## Raw records
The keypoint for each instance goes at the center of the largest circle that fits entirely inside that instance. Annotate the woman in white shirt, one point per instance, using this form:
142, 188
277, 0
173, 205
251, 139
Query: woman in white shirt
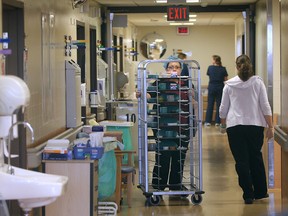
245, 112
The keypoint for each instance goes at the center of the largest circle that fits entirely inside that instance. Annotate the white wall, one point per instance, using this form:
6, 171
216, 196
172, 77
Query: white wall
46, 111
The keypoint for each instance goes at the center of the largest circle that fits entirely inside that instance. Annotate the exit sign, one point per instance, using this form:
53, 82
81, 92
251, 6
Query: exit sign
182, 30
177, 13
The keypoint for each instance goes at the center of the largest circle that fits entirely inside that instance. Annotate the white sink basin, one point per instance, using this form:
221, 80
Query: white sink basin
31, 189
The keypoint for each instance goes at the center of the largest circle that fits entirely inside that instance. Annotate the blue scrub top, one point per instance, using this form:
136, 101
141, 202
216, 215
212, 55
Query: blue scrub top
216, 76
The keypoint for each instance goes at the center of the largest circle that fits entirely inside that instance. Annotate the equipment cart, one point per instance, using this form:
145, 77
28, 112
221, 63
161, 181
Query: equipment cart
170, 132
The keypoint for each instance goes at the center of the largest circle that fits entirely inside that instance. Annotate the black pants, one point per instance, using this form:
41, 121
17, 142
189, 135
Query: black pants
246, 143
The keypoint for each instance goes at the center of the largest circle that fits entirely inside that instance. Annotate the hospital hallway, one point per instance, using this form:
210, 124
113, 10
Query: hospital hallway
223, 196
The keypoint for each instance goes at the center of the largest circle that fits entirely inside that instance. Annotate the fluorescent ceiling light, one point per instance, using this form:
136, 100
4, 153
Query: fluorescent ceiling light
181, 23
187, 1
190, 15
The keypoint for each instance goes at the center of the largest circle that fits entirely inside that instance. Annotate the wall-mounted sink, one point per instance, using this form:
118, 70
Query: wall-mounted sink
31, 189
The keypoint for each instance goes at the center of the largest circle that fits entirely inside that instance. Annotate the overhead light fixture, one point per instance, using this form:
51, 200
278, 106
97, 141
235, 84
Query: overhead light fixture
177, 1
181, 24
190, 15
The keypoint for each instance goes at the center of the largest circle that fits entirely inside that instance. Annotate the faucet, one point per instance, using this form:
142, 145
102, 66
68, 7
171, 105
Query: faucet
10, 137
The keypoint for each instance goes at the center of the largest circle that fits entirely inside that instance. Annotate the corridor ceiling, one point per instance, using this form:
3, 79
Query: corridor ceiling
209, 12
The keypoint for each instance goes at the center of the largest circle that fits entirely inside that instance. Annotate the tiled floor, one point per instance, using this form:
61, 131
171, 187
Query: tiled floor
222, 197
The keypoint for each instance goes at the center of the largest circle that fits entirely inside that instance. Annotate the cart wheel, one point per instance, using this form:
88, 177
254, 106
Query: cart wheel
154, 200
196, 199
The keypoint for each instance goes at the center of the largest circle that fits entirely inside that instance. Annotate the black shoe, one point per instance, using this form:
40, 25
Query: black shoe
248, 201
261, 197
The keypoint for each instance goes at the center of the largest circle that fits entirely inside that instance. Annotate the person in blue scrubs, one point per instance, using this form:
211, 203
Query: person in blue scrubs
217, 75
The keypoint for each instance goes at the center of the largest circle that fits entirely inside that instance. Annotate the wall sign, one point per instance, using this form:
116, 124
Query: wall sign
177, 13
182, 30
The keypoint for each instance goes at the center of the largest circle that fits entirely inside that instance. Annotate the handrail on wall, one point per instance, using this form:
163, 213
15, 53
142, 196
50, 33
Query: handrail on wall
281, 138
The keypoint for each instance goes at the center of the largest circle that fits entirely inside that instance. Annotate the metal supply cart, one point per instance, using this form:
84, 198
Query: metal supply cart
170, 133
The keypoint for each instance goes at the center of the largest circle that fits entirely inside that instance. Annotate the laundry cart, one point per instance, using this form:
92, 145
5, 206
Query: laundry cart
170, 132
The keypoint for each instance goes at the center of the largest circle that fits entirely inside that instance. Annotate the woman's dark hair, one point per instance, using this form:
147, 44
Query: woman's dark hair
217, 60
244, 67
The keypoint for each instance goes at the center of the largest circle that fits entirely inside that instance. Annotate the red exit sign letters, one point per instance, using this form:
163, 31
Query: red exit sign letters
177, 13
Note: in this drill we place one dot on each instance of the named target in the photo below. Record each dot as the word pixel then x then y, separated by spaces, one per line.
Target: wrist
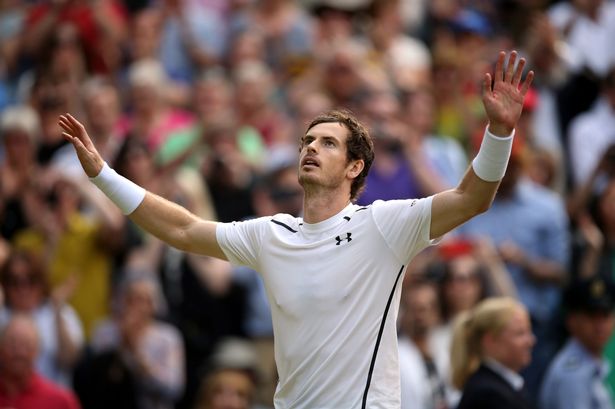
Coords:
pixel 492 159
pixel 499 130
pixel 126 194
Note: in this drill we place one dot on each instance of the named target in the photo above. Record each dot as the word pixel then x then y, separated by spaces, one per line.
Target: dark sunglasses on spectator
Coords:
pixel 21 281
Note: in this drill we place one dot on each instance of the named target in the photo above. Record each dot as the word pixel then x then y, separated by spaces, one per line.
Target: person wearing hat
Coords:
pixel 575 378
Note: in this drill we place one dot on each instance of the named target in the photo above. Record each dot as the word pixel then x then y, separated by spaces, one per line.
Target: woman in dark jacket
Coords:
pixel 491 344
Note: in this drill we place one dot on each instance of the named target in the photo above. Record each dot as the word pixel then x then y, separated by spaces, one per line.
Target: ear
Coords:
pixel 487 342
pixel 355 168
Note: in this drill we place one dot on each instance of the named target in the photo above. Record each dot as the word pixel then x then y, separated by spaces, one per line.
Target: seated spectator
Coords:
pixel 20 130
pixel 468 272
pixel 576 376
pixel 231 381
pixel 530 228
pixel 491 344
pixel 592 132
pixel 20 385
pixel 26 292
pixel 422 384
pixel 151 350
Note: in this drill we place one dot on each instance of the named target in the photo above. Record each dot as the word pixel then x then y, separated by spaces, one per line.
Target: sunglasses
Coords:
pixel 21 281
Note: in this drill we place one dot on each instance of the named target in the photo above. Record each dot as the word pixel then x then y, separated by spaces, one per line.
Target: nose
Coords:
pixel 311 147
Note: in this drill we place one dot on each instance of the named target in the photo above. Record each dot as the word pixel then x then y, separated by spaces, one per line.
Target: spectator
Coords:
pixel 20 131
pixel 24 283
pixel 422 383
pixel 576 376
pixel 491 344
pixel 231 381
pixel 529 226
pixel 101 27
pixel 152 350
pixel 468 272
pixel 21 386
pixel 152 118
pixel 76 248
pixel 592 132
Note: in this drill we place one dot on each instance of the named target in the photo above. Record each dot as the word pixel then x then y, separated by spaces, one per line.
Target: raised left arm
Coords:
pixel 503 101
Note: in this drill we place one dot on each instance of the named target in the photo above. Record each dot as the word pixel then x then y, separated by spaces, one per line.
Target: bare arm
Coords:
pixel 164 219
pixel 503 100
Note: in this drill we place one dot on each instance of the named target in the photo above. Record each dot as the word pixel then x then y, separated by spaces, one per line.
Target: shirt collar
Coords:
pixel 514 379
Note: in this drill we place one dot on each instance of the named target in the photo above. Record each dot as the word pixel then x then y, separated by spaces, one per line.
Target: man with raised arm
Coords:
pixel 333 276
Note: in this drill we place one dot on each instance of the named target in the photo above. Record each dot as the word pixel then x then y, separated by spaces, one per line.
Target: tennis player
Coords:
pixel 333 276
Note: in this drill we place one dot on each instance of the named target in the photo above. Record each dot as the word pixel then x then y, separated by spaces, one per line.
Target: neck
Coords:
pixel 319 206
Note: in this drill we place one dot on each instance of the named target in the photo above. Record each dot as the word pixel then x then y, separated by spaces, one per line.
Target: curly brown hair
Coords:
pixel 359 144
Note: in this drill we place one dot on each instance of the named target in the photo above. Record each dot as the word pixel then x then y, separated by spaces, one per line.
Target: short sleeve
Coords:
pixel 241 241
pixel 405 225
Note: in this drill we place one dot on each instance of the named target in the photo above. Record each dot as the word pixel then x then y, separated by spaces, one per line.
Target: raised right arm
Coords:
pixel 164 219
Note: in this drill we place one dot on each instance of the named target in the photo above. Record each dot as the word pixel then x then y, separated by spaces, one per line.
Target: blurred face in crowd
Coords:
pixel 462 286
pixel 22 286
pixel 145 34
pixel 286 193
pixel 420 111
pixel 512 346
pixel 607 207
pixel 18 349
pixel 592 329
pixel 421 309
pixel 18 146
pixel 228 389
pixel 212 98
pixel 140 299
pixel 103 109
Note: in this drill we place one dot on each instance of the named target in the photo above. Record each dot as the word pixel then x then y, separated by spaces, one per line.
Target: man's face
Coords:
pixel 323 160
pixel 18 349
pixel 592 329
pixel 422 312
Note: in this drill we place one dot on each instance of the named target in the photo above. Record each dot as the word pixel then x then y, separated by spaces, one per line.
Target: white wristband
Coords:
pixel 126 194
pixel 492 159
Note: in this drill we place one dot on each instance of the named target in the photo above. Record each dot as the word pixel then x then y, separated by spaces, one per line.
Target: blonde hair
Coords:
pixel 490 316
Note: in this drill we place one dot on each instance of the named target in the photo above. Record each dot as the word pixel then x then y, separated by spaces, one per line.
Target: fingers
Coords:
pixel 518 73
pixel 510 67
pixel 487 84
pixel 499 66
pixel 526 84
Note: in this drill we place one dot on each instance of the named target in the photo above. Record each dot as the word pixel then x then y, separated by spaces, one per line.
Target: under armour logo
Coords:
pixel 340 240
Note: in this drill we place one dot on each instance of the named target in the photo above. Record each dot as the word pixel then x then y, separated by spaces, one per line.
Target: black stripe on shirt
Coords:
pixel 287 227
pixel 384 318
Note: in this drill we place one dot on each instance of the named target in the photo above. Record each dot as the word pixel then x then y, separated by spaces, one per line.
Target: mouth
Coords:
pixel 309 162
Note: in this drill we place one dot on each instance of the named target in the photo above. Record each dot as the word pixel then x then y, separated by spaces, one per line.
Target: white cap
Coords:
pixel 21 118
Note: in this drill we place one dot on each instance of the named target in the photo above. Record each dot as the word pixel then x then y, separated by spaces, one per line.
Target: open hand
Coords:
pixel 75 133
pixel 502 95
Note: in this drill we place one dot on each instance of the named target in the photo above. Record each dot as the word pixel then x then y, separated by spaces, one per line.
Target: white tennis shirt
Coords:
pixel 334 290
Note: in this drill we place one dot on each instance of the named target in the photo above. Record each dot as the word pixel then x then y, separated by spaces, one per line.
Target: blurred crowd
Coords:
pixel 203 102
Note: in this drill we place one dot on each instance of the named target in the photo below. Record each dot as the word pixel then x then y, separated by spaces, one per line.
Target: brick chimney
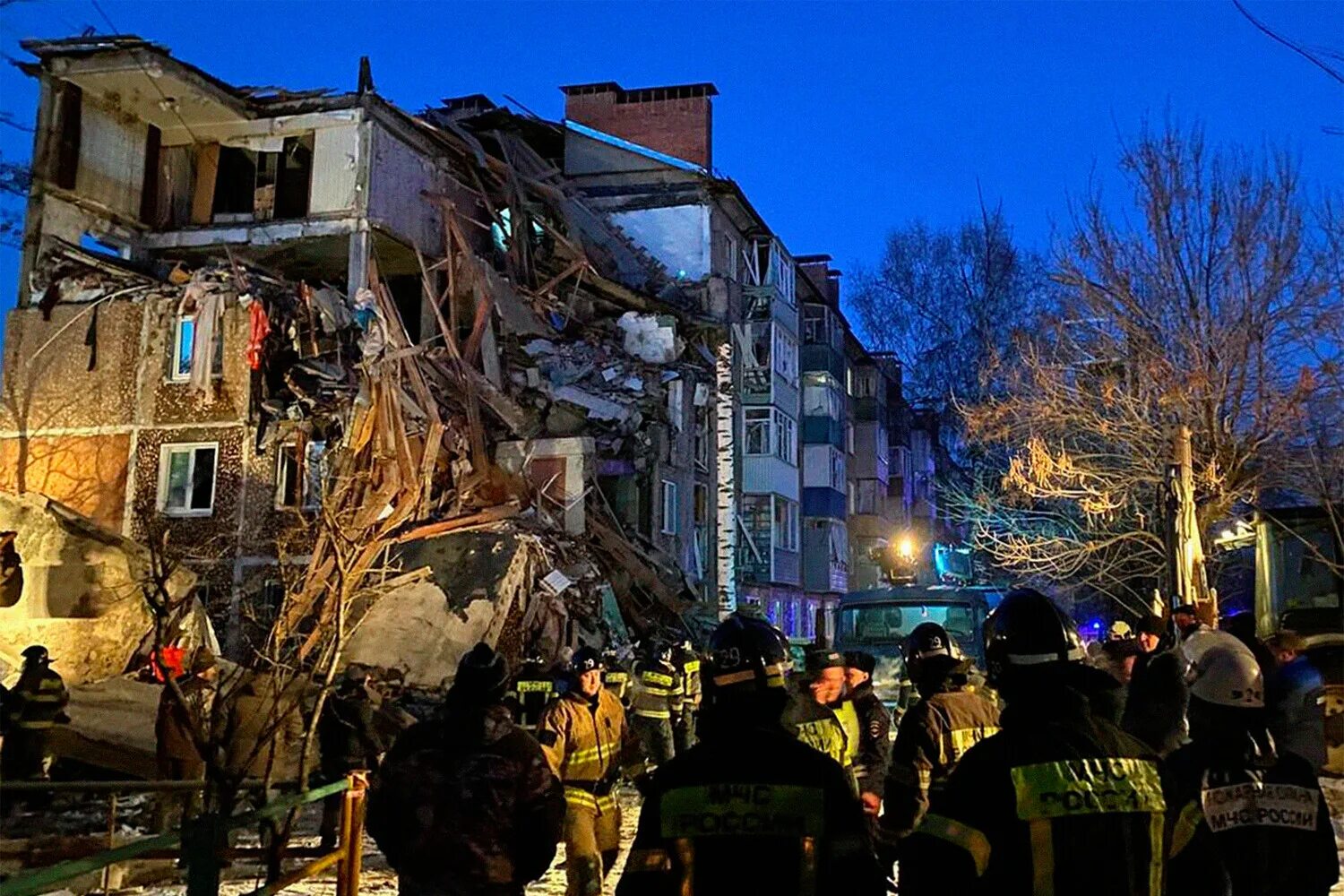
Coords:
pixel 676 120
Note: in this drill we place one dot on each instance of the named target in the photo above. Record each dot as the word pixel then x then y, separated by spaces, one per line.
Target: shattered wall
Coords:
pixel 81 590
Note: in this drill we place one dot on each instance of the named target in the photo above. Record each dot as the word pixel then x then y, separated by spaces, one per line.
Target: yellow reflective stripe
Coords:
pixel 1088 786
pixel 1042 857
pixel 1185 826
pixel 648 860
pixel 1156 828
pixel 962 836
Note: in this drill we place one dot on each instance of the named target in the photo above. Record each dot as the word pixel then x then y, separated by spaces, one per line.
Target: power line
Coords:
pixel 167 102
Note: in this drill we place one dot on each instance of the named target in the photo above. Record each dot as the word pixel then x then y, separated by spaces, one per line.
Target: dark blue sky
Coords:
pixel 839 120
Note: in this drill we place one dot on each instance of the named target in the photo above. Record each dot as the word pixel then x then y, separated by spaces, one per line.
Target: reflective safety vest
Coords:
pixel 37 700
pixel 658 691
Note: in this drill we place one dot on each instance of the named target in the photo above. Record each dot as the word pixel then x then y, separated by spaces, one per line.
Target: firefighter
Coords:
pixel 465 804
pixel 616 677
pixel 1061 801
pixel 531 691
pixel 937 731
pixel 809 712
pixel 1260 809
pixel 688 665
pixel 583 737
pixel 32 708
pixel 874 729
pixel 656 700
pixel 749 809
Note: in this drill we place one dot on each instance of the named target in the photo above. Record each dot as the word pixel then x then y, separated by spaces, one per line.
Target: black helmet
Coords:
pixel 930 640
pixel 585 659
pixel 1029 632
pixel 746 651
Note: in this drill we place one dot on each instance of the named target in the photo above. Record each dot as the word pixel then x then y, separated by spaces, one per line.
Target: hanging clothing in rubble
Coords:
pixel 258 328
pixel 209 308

## AIM
Please state how many lines of the items above contain the string "shirt". Give only the number.

## WRITTEN SOLUTION
5